== Description of the task ==
Set down the whole listing verbatim.

== Records ==
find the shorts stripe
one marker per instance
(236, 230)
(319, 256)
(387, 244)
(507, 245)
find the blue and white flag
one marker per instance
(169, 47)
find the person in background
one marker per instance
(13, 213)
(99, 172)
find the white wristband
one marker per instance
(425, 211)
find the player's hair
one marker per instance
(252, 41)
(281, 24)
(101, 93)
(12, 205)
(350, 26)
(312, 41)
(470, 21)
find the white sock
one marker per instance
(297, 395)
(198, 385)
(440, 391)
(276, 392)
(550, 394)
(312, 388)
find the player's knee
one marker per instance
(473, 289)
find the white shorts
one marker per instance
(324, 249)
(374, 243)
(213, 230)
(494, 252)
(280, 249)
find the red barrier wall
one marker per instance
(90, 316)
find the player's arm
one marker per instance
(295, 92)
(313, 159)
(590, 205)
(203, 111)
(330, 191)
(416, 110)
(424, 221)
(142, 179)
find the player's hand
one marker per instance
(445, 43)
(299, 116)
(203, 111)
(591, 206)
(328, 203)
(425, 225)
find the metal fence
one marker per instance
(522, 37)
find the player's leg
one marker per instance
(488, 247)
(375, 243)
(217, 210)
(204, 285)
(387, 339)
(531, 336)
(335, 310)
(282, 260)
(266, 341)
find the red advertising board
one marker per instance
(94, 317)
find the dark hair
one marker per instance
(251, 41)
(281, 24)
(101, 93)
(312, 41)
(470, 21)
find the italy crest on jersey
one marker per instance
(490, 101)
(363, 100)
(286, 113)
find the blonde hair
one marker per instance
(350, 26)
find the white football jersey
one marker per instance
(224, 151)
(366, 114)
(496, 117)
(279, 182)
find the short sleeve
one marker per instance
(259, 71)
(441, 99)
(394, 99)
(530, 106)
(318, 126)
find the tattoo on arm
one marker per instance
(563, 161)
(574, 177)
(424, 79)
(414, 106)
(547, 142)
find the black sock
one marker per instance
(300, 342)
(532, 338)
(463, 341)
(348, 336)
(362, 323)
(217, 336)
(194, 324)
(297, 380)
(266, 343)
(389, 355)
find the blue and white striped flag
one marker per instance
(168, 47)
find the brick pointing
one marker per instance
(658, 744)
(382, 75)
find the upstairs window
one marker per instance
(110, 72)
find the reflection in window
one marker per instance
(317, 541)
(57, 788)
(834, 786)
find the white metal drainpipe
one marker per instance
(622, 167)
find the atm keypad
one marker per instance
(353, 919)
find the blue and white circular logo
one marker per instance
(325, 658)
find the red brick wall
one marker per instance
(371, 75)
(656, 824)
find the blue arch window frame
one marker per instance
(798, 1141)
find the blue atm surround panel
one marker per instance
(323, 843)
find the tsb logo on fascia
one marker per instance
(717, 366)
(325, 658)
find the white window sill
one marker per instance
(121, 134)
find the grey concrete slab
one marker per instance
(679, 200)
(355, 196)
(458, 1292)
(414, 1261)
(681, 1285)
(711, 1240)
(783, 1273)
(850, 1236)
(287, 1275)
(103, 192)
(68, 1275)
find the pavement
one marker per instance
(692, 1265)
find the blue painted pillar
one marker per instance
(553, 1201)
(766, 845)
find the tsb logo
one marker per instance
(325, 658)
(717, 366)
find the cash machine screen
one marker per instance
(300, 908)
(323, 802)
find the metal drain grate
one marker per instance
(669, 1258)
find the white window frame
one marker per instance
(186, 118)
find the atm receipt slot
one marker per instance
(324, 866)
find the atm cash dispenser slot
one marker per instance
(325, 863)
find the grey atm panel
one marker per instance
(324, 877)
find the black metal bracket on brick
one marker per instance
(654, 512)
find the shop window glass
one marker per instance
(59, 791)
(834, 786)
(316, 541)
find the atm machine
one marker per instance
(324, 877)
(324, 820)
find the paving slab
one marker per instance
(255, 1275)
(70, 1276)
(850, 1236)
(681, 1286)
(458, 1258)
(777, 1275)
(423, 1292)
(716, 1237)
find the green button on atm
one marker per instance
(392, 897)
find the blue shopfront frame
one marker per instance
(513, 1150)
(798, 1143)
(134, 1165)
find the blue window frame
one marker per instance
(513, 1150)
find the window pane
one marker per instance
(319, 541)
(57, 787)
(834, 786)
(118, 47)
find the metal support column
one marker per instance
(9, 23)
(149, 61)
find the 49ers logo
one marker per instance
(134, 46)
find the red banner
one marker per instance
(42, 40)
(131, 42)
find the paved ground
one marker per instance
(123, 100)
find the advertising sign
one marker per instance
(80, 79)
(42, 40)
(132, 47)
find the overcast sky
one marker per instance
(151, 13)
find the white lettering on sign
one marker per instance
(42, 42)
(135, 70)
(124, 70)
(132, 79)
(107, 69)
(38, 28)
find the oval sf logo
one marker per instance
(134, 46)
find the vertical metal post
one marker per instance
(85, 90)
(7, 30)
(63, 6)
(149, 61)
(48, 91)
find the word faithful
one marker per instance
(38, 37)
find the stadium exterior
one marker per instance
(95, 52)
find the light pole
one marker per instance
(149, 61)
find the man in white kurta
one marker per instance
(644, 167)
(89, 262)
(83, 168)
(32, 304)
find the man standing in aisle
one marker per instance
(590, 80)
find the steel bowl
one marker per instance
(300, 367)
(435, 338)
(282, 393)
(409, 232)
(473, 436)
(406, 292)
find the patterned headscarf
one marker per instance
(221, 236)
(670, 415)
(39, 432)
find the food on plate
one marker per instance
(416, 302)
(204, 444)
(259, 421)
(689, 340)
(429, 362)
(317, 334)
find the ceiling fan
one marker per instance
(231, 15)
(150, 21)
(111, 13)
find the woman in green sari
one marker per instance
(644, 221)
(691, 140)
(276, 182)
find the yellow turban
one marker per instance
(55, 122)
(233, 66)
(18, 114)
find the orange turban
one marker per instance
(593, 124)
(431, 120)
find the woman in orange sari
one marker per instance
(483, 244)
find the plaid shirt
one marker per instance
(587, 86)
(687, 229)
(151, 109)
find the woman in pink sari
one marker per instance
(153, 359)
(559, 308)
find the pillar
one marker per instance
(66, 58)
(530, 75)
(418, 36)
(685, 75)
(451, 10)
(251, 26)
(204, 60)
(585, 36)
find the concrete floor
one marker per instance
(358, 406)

== Task solution ==
find the shorts stripe
one marker per instance
(236, 230)
(319, 256)
(387, 244)
(507, 245)
find the blue and white flag
one marker per instance
(169, 47)
find the person in background
one marker per instance
(13, 213)
(99, 172)
find the white wristband
one marker per instance
(425, 211)
find the player's hair
one marker per instance
(252, 41)
(281, 24)
(101, 93)
(12, 205)
(350, 26)
(312, 41)
(470, 21)
find the white sock
one marker per instance
(297, 395)
(198, 385)
(440, 391)
(276, 392)
(550, 394)
(312, 388)
find the player's knee
one marker per instance
(473, 289)
find the white shorts
one marker per instance
(324, 249)
(374, 243)
(213, 230)
(494, 252)
(280, 249)
find the red barrier wall
one marker per instance
(90, 316)
find the player's arm
one marker per instance
(295, 92)
(313, 159)
(590, 205)
(203, 111)
(330, 191)
(416, 110)
(424, 221)
(142, 179)
find the player's hand
one marker per instance
(445, 43)
(299, 116)
(203, 111)
(591, 206)
(328, 203)
(425, 225)
find the metal fence
one marker per instance
(522, 37)
find the player's leg
one marker per instance
(488, 247)
(375, 243)
(217, 210)
(204, 285)
(387, 339)
(531, 336)
(335, 310)
(282, 260)
(266, 341)
find the red advertising board
one marker per instance
(94, 317)
find the dark hair
one marker per instance
(251, 41)
(281, 24)
(101, 93)
(312, 41)
(470, 21)
find the italy crest on jersey
one marker per instance
(490, 101)
(363, 100)
(286, 113)
find the blonde hair
one marker per instance
(350, 26)
find the white football jersey
one marker per instance
(224, 151)
(366, 114)
(496, 117)
(279, 182)
find the short sleeve
one marker per instance
(259, 71)
(441, 99)
(394, 99)
(530, 106)
(318, 126)
find the tattoo on arm
one marker per instance
(563, 161)
(574, 177)
(424, 79)
(414, 106)
(547, 142)
find the black sock
one marker per instance
(300, 342)
(532, 338)
(463, 341)
(348, 336)
(362, 323)
(217, 336)
(194, 324)
(297, 380)
(266, 343)
(389, 355)
find the blue and white striped flag
one marker per instance
(168, 47)
find the brick pointing
one marker per instance
(658, 744)
(382, 75)
find the upstairs window
one marker per instance
(110, 72)
find the reflection in window
one marker per instance
(317, 541)
(57, 788)
(834, 786)
find the white metal drainpipe
one marker per instance
(622, 167)
find the atm keypad
one marker per instance
(353, 919)
find the blue and white circular logo
one marker per instance
(325, 658)
find the red brick wall
one marker per instance
(371, 75)
(656, 824)
find the blue arch window frame
one marker per instance
(798, 1141)
find the blue atm surround panel
one marker per instance
(323, 843)
find the tsb logo on fascia
one marker per instance
(717, 366)
(325, 658)
find the white window sill
one marker per instance
(121, 134)
find the grey concrete slab
one marker per instance
(679, 200)
(355, 196)
(458, 1292)
(414, 1261)
(681, 1285)
(711, 1240)
(783, 1273)
(850, 1236)
(287, 1275)
(103, 192)
(68, 1275)
find the pavement
one marker per instance
(692, 1265)
find the blue painted pillar
one marker per instance
(553, 1201)
(766, 845)
find the tsb logo
one marker per instance
(325, 658)
(717, 366)
find the cash machine screen
one marker per instance
(300, 908)
(323, 802)
find the metal drain grate
one marker per instance
(669, 1258)
find the white window frame
one marker per instance
(186, 118)
find the atm receipt slot
one marker per instance
(324, 866)
find the atm cash dispenser slot
one marker per instance
(325, 863)
find the grey atm panel
one marker per instance
(324, 877)
find the black metal bracket on brick
one marker per instance
(654, 512)
find the shop window glass
one marker per instance
(59, 791)
(834, 786)
(316, 541)
find the atm machine
one marker per instance
(324, 877)
(324, 820)
find the paving slab
one marker per instance
(255, 1275)
(70, 1276)
(850, 1236)
(681, 1286)
(458, 1258)
(777, 1275)
(423, 1292)
(716, 1237)
find the green button on atm
one marker per instance
(392, 897)
find the blue shopfront frame
one marker per instance
(513, 1150)
(798, 1143)
(134, 1165)
find the blue window frame
one marker per instance
(513, 1150)
find the window pane
one marker per instance
(319, 541)
(57, 787)
(834, 786)
(118, 47)
find the metal support column
one marker per instance
(9, 23)
(149, 61)
find the 49ers logo
one marker per instance
(134, 46)
find the red banner
one marker per instance
(42, 40)
(131, 42)
find the paved ground
one marker per instance
(123, 100)
find the advertising sign
one marker per instance
(80, 79)
(42, 40)
(132, 47)
find the overcast sky
one marker per instance
(151, 13)
find the white lettering on sign
one marker per instance
(42, 42)
(135, 70)
(124, 70)
(132, 79)
(107, 69)
(38, 28)
find the oval sf logo
one marker per instance
(134, 46)
find the vertical metal post
one marker per instance
(85, 90)
(7, 30)
(63, 6)
(149, 61)
(48, 91)
find the word faithful
one marker per instance
(38, 37)
find the stadium exterior
one marker per instance
(95, 52)
find the light pole
one marker per instance
(149, 61)
find the man in white kurta
one marker per instance
(644, 167)
(89, 262)
(83, 168)
(32, 304)
find the man standing in aisle
one marker per instance
(590, 80)
find the steel bowl
one marker per instance
(300, 367)
(435, 338)
(282, 393)
(409, 232)
(473, 436)
(406, 292)
find the patterned headscarf
one marker per instance
(221, 236)
(670, 415)
(39, 432)
find the food on plate
one marker per instance
(416, 302)
(204, 444)
(259, 421)
(689, 340)
(429, 362)
(317, 334)
find the ceiling fan
one marker per instance
(231, 15)
(150, 21)
(111, 13)
find the woman in green sari
one marker per instance
(644, 221)
(691, 140)
(276, 182)
find the yellow turban
one marker per instance
(55, 122)
(233, 66)
(18, 114)
find the orange turban
one marker per instance
(593, 124)
(431, 120)
find the woman in orange sari
one marker per instance
(483, 244)
find the plaid shirt
one marker per instance
(587, 86)
(687, 229)
(151, 109)
find the woman in pink sari
one marker per instance
(153, 359)
(559, 308)
find the pillar
one marker per instance
(66, 58)
(530, 75)
(418, 36)
(685, 75)
(451, 10)
(251, 26)
(204, 60)
(585, 36)
find the concrete floor
one marker per instance
(358, 406)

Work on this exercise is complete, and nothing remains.